[<prev] [next>] [<thread-prev] [thread-next>] [day] [month] [year] [list]
Message-ID: <CO1PR11MB5107FBC68DBA6877E390A633912AA@CO1PR11MB5107.namprd11.prod.outlook.com>
Date: Fri, 30 Jun 2023 15:05:54 +0000
From: "Neiger, Gil" <gil.neiger@...el.com>
To: "Yang, Weijiang" <weijiang.yang@...el.com>,
"Gao, Chao" <chao.gao@...el.com>
CC: "Christopherson,, Sean" <seanjc@...gle.com>,
"pbonzini@...hat.com" <pbonzini@...hat.com>,
"kvm@...r.kernel.org" <kvm@...r.kernel.org>,
"linux-kernel@...r.kernel.org" <linux-kernel@...r.kernel.org>,
"peterz@...radead.org" <peterz@...radead.org>,
"rppt@...nel.org" <rppt@...nel.org>,
"binbin.wu@...ux.intel.com" <binbin.wu@...ux.intel.com>,
"Edgecombe, Rick P" <rick.p.edgecombe@...el.com>,
"john.allen@....com" <john.allen@....com>
Subject: RE: [PATCH v3 10/21] KVM:x86: Add #CP support in guest exception
classification
Intel will not produce any CPU with CET that does not enumerate IA32_VMX_BASIC[56] as 1.
One can check that bit before injecting a #CP with error code, but it should not be necessary if CET is enumerated.
Of course, if the KVM may run as a guest of another VMM/hypervisor, it may be that the virtual CPU in which KVM operates may enumerate CET but clear the bit in IA32_VMX_BASIC.
----
> [SET PROBLEM A] Return every line of the records below that contains the word "level".

Entries from a pointing dataset
----
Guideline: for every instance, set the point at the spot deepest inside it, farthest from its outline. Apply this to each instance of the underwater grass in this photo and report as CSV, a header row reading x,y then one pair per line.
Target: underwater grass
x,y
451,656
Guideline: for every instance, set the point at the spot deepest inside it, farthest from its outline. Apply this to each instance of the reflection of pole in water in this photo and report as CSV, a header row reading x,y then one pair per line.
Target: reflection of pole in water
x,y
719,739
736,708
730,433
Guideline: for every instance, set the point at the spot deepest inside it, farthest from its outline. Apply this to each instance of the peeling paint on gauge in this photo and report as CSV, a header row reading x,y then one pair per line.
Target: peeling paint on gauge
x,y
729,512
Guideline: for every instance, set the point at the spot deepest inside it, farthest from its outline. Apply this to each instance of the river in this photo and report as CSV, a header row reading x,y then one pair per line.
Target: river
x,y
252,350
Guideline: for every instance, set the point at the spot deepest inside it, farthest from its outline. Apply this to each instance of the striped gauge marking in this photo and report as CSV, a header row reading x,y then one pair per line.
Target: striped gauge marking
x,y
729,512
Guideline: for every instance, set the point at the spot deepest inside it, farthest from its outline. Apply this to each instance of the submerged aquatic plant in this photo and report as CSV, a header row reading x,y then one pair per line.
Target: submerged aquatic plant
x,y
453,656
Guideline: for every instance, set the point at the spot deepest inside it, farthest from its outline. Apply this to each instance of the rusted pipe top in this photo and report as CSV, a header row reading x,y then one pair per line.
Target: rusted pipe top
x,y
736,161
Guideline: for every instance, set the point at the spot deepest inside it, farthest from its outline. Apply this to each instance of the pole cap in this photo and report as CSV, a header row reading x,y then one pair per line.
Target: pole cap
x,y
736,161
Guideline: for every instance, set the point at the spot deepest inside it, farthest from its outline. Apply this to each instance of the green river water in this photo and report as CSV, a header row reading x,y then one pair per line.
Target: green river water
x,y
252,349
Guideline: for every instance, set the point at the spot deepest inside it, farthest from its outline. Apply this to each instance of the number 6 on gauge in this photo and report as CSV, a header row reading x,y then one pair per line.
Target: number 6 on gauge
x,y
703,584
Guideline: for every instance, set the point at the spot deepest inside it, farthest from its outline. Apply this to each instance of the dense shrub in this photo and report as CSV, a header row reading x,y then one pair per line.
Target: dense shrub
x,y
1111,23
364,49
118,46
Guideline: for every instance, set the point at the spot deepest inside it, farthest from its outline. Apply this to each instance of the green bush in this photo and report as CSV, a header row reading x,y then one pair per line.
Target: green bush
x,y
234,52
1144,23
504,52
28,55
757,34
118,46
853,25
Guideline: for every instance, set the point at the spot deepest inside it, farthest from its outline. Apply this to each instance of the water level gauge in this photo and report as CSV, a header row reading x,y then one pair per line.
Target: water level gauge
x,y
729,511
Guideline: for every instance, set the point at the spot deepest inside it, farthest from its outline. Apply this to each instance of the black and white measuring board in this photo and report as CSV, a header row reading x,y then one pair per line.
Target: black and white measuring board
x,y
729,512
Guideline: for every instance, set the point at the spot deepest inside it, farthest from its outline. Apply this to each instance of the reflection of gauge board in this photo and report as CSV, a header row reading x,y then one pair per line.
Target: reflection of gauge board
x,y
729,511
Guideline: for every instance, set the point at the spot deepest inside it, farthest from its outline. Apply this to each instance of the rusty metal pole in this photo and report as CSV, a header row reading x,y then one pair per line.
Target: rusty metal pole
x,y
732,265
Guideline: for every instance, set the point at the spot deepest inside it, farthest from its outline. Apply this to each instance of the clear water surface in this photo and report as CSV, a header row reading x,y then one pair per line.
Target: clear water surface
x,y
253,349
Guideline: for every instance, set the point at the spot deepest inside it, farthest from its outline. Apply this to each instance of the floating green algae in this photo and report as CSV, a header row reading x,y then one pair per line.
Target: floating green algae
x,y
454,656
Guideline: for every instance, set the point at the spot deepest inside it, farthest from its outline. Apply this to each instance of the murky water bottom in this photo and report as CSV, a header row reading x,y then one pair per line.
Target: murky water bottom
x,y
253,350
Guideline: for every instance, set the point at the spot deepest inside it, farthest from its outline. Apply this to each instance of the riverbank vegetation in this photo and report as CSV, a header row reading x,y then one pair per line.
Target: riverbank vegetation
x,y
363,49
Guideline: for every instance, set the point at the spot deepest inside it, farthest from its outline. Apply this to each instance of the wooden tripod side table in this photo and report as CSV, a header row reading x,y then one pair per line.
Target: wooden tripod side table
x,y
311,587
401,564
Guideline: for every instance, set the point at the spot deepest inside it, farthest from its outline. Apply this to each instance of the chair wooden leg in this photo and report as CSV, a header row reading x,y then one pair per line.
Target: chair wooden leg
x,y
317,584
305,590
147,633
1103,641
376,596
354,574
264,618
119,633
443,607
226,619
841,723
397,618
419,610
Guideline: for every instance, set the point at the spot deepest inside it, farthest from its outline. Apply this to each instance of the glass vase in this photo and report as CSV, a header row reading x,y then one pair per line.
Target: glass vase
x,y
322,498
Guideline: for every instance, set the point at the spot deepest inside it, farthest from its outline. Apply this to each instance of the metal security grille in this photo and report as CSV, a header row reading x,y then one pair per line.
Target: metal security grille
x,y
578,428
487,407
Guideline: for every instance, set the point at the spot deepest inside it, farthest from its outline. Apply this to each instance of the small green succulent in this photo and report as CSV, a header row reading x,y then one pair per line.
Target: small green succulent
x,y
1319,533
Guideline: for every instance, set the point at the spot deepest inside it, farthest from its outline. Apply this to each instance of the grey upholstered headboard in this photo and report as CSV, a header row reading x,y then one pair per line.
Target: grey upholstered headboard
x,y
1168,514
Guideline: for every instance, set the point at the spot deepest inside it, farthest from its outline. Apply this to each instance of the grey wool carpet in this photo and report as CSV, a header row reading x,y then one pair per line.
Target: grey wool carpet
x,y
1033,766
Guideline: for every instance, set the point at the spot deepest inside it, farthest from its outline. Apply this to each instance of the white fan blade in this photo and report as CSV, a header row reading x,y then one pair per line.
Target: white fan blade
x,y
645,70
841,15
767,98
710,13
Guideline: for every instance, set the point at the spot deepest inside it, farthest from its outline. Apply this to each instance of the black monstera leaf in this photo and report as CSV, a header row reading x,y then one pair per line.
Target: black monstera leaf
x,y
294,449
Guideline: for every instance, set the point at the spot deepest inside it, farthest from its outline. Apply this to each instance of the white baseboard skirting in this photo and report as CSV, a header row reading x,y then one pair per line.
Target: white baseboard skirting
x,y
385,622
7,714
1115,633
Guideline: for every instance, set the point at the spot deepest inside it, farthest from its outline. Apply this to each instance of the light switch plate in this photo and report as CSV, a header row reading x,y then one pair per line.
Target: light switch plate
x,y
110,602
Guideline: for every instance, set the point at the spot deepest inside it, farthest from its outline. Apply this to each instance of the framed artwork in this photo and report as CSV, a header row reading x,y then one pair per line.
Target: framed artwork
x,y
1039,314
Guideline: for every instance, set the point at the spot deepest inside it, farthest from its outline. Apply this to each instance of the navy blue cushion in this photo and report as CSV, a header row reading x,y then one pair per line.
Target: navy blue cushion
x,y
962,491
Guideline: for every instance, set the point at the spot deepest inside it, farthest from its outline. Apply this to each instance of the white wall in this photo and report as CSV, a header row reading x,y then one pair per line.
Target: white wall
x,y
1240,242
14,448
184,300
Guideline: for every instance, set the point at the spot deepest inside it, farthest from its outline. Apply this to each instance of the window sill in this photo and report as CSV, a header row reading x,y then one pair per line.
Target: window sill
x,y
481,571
----
> [SET PROBLEM B] Restate word for word the part of the CET message above that opens with the words containing "Of course, if" and closes with "bit in IA32_VMX_BASIC.".

> [RIGHT ANSWER A]
Guideline: for every instance, set the point at the spot deepest inside it, farthest from its outline. Apply this to each instance of the water level gauge in this photo and report as CSV, a header row reading x,y then one pair per line.
Target: water level gauge

> [RIGHT ANSWER B]
Of course, if the KVM may run as a guest of another VMM/hypervisor, it may be that the virtual CPU in which KVM operates may enumerate CET but clear the bit in IA32_VMX_BASIC.